# REQUIRED TASK:
Count the lines in the records below that contain the string "white", treating uppercase and lowercase as different, and give only the number.

# PROVIDED ENTRIES:
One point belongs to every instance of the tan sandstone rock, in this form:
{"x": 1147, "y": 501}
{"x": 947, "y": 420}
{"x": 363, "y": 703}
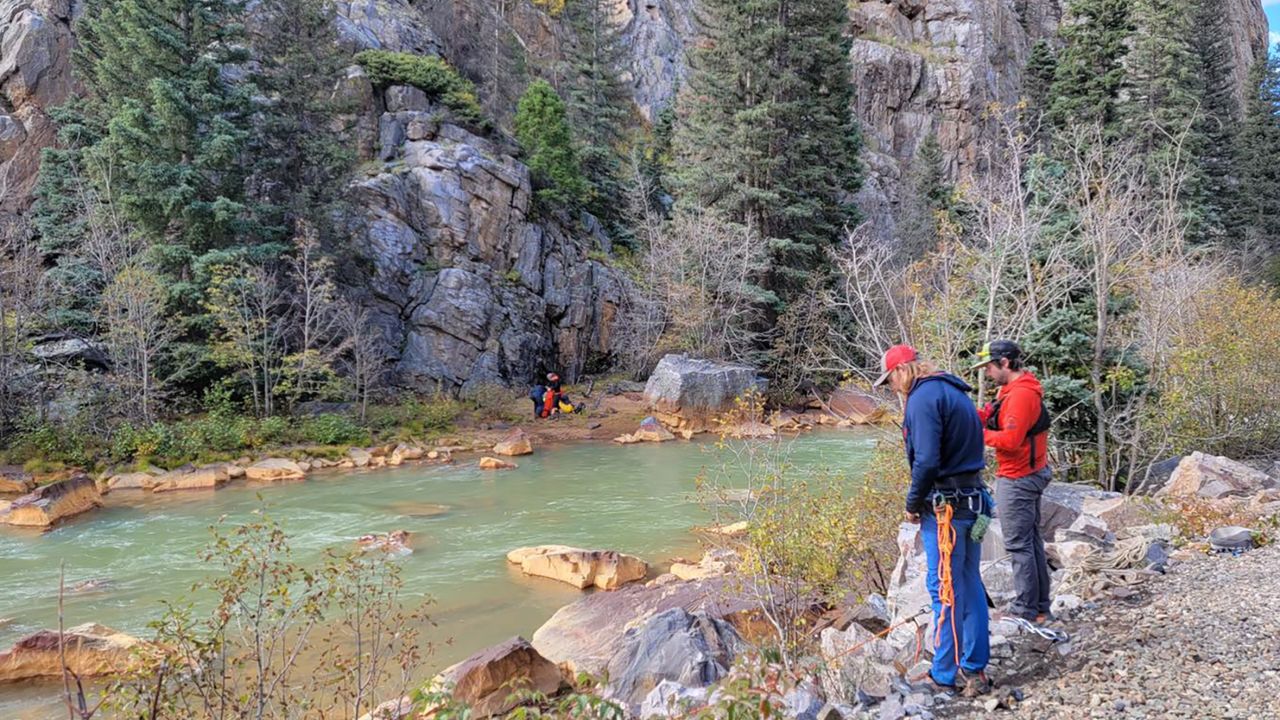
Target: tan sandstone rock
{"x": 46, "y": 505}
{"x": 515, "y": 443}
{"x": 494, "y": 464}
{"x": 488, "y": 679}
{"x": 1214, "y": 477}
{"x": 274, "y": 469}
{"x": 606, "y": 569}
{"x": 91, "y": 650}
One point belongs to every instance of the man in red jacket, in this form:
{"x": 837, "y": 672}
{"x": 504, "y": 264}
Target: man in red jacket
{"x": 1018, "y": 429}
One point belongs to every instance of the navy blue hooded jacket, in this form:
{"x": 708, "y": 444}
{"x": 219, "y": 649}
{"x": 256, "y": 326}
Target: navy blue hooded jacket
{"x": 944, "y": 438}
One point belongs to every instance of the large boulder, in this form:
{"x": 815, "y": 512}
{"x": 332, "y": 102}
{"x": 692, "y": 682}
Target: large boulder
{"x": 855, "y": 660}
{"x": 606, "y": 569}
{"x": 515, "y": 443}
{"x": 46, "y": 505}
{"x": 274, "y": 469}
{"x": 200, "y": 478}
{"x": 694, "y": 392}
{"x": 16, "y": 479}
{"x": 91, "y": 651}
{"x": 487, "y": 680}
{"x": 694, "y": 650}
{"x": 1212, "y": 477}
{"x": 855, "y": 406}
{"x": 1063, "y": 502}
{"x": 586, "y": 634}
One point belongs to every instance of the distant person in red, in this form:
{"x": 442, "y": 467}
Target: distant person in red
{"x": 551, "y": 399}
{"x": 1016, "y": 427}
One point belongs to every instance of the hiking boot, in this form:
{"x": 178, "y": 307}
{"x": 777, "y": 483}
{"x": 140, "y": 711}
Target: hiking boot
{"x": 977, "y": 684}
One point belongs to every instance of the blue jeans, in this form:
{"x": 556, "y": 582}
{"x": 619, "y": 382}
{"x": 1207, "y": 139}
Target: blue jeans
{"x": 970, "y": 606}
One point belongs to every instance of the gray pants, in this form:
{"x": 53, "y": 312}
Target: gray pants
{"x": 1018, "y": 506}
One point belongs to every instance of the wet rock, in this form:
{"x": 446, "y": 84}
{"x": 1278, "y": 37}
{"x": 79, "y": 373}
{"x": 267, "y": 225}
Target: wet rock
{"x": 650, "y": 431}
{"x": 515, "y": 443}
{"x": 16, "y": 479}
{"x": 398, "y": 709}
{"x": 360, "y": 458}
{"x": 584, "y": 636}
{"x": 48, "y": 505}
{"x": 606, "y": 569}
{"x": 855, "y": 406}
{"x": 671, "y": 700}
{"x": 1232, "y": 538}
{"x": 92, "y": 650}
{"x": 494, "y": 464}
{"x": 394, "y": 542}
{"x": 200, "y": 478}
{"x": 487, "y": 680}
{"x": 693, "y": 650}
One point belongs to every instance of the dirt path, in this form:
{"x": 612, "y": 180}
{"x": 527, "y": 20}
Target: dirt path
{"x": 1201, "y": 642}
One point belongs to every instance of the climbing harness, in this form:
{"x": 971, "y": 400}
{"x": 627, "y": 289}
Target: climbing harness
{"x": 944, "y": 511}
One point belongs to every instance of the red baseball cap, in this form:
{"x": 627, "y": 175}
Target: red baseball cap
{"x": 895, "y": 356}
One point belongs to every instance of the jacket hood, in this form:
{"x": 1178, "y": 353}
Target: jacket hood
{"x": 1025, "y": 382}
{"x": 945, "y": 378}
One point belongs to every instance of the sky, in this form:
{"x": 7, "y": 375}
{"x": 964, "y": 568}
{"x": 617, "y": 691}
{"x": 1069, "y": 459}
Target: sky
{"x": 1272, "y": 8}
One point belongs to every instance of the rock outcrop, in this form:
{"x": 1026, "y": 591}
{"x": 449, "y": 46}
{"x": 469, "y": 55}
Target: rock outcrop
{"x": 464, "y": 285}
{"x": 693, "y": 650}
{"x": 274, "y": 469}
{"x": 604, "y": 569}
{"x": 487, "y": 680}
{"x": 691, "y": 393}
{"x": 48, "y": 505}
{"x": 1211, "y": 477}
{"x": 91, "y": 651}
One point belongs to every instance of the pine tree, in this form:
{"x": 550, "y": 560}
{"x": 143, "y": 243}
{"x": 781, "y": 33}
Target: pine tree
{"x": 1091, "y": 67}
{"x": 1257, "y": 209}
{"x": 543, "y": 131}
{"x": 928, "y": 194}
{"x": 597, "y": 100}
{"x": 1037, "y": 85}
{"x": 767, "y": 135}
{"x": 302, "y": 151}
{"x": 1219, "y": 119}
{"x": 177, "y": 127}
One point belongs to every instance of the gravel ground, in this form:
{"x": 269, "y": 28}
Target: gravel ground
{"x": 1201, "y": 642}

==

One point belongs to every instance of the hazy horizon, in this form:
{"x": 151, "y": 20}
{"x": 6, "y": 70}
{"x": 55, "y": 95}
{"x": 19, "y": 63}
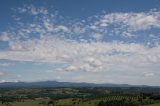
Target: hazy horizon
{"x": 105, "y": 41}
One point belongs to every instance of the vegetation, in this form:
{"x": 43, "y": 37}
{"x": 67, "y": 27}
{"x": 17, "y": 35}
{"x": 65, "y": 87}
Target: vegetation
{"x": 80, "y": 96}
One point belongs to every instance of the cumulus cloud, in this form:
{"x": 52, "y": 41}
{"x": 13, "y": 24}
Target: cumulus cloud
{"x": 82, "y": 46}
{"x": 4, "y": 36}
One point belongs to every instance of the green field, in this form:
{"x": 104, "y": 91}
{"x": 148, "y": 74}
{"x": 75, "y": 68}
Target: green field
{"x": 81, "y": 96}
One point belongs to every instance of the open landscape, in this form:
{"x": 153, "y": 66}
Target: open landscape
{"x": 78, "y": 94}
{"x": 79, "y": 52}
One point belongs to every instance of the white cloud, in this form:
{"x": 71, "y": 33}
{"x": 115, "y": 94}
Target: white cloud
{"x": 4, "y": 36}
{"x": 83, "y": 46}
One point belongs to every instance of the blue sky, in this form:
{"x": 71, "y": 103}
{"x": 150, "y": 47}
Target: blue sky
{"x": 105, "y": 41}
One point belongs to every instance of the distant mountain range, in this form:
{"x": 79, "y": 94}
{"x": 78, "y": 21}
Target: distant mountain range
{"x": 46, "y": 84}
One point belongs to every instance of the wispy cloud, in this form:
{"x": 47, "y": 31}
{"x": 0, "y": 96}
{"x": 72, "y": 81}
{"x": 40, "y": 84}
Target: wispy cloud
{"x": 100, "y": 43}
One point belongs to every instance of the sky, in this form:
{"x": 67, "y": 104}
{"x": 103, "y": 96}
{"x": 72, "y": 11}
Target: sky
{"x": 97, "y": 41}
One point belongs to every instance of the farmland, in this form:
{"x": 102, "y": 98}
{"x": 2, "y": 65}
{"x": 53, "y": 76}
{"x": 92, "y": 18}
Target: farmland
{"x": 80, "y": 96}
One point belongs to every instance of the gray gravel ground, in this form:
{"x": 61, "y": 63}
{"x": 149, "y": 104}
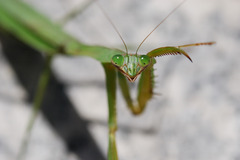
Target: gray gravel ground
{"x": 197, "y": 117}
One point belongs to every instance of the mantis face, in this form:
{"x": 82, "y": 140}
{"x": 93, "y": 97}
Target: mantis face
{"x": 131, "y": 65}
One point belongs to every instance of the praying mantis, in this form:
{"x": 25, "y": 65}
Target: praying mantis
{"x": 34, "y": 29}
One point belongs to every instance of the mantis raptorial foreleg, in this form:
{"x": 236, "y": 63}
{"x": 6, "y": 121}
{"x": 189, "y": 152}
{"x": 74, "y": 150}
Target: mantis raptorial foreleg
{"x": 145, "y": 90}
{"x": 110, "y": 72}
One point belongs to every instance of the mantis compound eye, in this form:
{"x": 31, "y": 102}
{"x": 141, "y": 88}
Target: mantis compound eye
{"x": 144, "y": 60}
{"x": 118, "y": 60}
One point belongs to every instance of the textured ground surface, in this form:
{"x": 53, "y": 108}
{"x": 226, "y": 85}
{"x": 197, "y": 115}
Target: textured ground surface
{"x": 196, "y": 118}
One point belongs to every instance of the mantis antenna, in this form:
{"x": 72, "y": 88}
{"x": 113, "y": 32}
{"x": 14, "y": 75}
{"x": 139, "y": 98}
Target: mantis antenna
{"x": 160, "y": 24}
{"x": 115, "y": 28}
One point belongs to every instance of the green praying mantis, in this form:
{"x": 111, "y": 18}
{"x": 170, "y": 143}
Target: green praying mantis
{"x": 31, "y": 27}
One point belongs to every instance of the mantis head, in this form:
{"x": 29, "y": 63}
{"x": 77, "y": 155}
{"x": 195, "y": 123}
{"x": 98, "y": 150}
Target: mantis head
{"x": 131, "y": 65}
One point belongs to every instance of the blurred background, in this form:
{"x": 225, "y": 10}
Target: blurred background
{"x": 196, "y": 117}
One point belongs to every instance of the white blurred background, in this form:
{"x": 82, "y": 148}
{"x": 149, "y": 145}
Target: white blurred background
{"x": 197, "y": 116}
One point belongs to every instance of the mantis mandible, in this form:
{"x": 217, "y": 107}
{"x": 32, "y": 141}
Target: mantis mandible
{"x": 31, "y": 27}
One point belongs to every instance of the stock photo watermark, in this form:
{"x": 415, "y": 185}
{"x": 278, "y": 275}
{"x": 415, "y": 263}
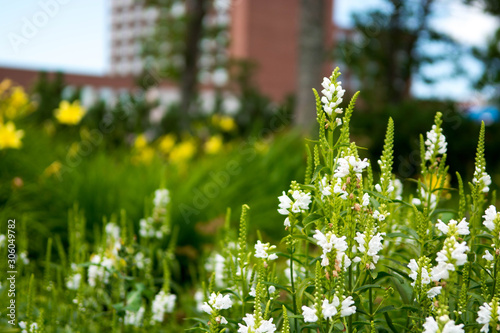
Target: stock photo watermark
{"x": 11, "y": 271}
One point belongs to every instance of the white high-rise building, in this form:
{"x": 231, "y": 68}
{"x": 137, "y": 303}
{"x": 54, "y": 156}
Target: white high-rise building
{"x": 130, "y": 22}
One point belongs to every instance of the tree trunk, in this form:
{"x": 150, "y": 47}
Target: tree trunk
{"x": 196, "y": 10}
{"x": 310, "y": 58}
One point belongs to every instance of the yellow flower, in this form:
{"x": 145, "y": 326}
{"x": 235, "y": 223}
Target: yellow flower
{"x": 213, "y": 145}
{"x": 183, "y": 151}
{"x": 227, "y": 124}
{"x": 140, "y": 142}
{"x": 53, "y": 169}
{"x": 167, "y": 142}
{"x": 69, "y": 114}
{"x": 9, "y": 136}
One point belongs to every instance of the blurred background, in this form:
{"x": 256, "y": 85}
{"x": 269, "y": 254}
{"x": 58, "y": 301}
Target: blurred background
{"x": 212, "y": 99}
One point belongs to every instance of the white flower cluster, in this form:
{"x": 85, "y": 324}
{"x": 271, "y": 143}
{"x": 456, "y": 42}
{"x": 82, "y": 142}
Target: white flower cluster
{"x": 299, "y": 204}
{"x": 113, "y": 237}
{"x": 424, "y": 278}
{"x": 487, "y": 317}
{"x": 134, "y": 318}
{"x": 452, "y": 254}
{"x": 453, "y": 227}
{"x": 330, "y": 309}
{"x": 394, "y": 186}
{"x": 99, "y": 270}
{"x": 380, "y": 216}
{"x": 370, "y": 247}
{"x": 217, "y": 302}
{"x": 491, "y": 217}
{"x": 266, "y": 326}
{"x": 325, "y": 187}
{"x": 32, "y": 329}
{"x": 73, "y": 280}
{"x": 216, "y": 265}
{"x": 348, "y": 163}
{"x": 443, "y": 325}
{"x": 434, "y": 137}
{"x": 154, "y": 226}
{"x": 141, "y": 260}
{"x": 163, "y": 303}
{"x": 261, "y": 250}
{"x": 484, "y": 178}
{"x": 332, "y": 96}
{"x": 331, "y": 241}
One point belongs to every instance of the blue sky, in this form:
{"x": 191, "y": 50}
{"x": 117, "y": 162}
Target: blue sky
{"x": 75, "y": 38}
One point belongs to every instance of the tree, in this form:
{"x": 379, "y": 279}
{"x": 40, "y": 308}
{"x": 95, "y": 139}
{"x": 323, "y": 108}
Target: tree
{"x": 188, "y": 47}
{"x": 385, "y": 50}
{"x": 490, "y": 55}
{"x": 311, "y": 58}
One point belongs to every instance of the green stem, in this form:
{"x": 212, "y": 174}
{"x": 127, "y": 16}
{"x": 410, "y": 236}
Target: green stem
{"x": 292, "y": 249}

# ANSWER IN FULL:
8